[Entries from a dataset]
⁂
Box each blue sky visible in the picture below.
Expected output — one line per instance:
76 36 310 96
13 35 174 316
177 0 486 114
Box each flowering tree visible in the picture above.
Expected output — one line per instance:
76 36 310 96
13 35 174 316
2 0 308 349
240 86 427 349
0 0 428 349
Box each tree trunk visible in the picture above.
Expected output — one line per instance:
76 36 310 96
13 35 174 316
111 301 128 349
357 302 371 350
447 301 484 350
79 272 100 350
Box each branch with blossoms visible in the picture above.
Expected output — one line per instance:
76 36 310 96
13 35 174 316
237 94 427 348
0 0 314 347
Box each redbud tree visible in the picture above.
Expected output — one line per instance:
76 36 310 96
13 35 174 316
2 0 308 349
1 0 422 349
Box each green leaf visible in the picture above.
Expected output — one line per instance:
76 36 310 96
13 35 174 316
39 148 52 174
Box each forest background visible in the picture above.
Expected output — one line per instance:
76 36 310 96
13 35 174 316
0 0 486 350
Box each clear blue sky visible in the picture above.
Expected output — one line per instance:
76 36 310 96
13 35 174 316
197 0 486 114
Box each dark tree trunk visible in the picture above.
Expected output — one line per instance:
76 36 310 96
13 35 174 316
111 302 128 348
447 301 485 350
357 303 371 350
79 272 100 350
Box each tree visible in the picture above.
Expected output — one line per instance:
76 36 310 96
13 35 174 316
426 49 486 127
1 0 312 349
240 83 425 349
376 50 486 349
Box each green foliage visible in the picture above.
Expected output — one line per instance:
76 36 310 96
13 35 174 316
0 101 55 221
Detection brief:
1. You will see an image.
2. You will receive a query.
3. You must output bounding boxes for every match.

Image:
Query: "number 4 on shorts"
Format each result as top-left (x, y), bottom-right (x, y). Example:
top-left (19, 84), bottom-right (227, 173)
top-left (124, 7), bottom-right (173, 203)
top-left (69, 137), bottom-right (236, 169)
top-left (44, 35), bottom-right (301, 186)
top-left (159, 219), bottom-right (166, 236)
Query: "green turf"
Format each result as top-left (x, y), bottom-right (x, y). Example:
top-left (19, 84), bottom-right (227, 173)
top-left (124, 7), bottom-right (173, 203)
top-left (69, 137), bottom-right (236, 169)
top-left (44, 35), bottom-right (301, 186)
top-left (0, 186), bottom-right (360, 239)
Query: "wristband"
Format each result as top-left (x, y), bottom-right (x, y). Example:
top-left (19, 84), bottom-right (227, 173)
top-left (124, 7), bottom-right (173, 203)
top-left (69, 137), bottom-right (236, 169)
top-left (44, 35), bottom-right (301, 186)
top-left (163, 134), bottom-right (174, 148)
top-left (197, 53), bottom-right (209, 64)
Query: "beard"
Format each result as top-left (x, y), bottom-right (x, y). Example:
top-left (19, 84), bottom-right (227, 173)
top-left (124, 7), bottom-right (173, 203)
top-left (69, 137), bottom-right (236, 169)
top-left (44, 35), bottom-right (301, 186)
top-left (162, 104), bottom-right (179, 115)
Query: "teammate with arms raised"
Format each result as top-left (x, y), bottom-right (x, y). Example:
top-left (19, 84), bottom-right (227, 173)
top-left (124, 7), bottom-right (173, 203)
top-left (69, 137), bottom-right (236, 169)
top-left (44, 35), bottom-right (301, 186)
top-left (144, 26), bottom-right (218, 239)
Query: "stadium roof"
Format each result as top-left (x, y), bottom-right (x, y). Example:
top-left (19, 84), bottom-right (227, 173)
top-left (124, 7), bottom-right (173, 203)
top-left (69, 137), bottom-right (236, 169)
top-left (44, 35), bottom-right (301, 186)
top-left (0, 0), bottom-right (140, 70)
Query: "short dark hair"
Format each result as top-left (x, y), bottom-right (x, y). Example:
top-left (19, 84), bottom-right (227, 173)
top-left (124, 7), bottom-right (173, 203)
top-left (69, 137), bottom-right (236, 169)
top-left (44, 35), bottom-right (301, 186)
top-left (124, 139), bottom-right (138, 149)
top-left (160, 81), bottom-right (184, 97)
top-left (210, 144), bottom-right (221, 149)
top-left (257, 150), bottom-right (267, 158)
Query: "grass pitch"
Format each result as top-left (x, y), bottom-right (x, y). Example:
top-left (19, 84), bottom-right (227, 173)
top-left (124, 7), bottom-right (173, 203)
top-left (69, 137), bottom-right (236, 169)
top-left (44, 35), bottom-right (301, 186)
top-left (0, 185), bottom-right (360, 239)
⁂
Can you echo every one of the records above, line for line, without changing anything?

Box each blue sky visible in the picture below.
Expected output — one line per instance:
76 36 310 96
13 35 174 316
177 0 486 114
Box each flowering tree visible in the picture above.
Expected output — one line per instance:
76 36 310 96
13 35 174 316
2 0 308 349
240 86 427 349
0 0 428 349
Box each tree trunk visible in the picture above.
Expected output — one line per instance:
76 36 310 96
13 35 174 316
111 301 128 349
357 302 371 350
447 301 484 350
79 272 100 350
Box each branch with blossoms visible in the picture above.
Expected output — one line per instance:
76 36 310 96
13 35 174 316
237 94 427 348
0 0 314 347
Box each redbud tree visible in the picture above.
Expected output — one line per instance:
76 36 310 96
13 35 174 316
2 0 308 349
1 0 422 349
Box each green leaf visible in the picture above.
Expected output — one line per instance:
76 36 310 96
13 35 174 316
39 148 52 174
Box each forest background visible in the picture above.
Expected output — one line per instance:
76 36 310 96
13 35 174 316
0 0 486 350
Box each clear blue sky visible in the picture above.
Expected output — one line per instance:
76 36 310 96
13 35 174 316
197 0 486 114
Box each dark tree trunk visible in the picture above.
Expected output — one line per instance:
76 36 310 96
13 35 174 316
111 302 128 348
447 301 485 350
357 303 371 350
79 272 100 350
Box each tree visible in the picture above.
Expected output — one line per instance:
76 36 310 96
13 35 174 316
426 49 486 127
1 0 312 349
240 83 425 349
376 50 486 349
Box each green foliage visible in the picture above.
Expected output — one line per instance:
76 36 310 96
13 35 174 316
0 101 55 221
Detection brief:
1. You will see an image.
2. You will receive a query.
3. You must output bounding boxes for every match.

Image:
Query: "number 4 on shorts"
Format each result as top-left (x, y), bottom-right (x, y). Example:
top-left (19, 84), bottom-right (227, 173)
top-left (124, 7), bottom-right (173, 203)
top-left (69, 137), bottom-right (236, 169)
top-left (44, 35), bottom-right (301, 186)
top-left (159, 219), bottom-right (166, 236)
Query: "green turf"
Format each result as top-left (x, y), bottom-right (x, y). Example:
top-left (19, 84), bottom-right (227, 173)
top-left (124, 7), bottom-right (173, 203)
top-left (69, 137), bottom-right (236, 169)
top-left (44, 35), bottom-right (301, 186)
top-left (0, 186), bottom-right (360, 239)
Query: "wristband"
Format each result as top-left (x, y), bottom-right (x, y). Example:
top-left (19, 84), bottom-right (227, 173)
top-left (124, 7), bottom-right (173, 203)
top-left (69, 137), bottom-right (236, 169)
top-left (44, 35), bottom-right (301, 186)
top-left (163, 134), bottom-right (174, 148)
top-left (197, 53), bottom-right (209, 64)
Query: "beard"
Format each result as top-left (x, y), bottom-right (x, y). Example:
top-left (19, 84), bottom-right (227, 173)
top-left (124, 7), bottom-right (173, 203)
top-left (69, 137), bottom-right (236, 169)
top-left (44, 35), bottom-right (301, 186)
top-left (162, 104), bottom-right (179, 115)
Query: "teammate with arms raised"
Format each result as top-left (x, y), bottom-right (x, y). Example:
top-left (19, 84), bottom-right (227, 173)
top-left (124, 7), bottom-right (173, 203)
top-left (69, 137), bottom-right (236, 169)
top-left (44, 35), bottom-right (301, 186)
top-left (144, 26), bottom-right (218, 239)
Query: "stadium roof"
Format each result as top-left (x, y), bottom-right (x, y). Example:
top-left (19, 84), bottom-right (227, 173)
top-left (124, 7), bottom-right (173, 203)
top-left (69, 137), bottom-right (236, 169)
top-left (44, 35), bottom-right (301, 186)
top-left (0, 0), bottom-right (140, 70)
Query: "short dark hair"
Format each result as top-left (x, y), bottom-right (x, y). Example:
top-left (19, 84), bottom-right (227, 173)
top-left (124, 7), bottom-right (173, 203)
top-left (69, 137), bottom-right (236, 169)
top-left (44, 35), bottom-right (301, 186)
top-left (124, 139), bottom-right (138, 149)
top-left (160, 81), bottom-right (184, 97)
top-left (210, 144), bottom-right (221, 149)
top-left (257, 150), bottom-right (267, 158)
Query: "grass pitch"
Format each result as top-left (x, y), bottom-right (x, y). Example:
top-left (19, 84), bottom-right (227, 173)
top-left (124, 7), bottom-right (173, 203)
top-left (69, 137), bottom-right (236, 169)
top-left (44, 35), bottom-right (301, 186)
top-left (0, 185), bottom-right (360, 239)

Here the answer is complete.